▶ [Exercise requirements]:
Print the stretch of the material below from its start through the line containing "column 225, row 611", keeping every line unchanged. Leave the pictures out of your answer.

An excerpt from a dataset

────────

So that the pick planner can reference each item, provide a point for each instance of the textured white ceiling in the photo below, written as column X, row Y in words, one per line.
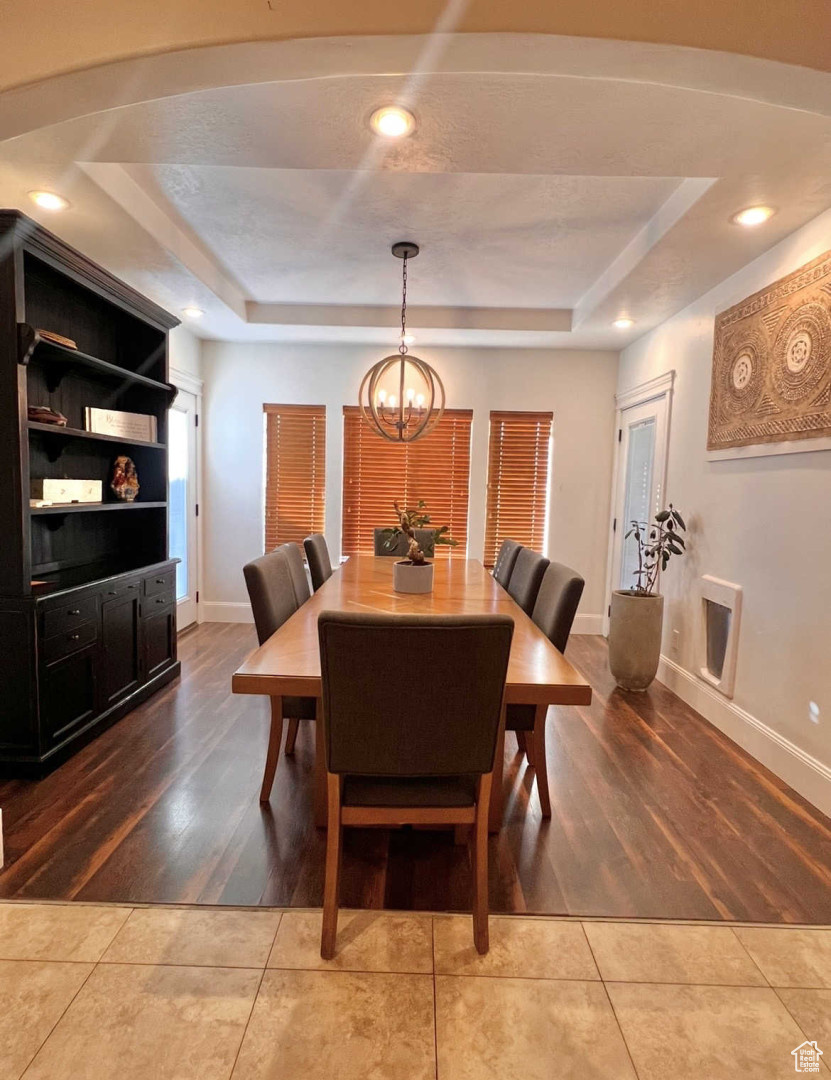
column 535, row 191
column 487, row 240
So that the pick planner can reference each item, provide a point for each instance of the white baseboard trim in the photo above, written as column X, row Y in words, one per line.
column 805, row 773
column 225, row 611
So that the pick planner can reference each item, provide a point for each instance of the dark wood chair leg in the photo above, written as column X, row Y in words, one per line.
column 329, row 934
column 540, row 765
column 291, row 734
column 480, row 865
column 272, row 755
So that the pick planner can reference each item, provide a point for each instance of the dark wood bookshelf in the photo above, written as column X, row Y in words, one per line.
column 90, row 508
column 56, row 431
column 62, row 360
column 88, row 591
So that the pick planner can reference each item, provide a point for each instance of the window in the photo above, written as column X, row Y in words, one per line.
column 517, row 481
column 295, row 472
column 436, row 469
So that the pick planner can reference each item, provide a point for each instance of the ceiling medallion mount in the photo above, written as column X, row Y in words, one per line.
column 401, row 396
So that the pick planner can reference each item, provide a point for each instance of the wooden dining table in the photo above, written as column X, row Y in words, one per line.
column 289, row 662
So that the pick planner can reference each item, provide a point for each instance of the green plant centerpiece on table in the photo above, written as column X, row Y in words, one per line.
column 409, row 522
column 414, row 574
column 637, row 613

────────

▶ [Written reply]:
So that the pick planner can reference each item, provide a point for each instance of the textured white ceiling in the photo below, written as column X, row Y in words, one per line.
column 535, row 191
column 487, row 240
So that the pick planner can reference each item, provide a point for each instance of the white baseboard trim in the photo above, written as column X, row Y in words, one per line.
column 805, row 773
column 225, row 611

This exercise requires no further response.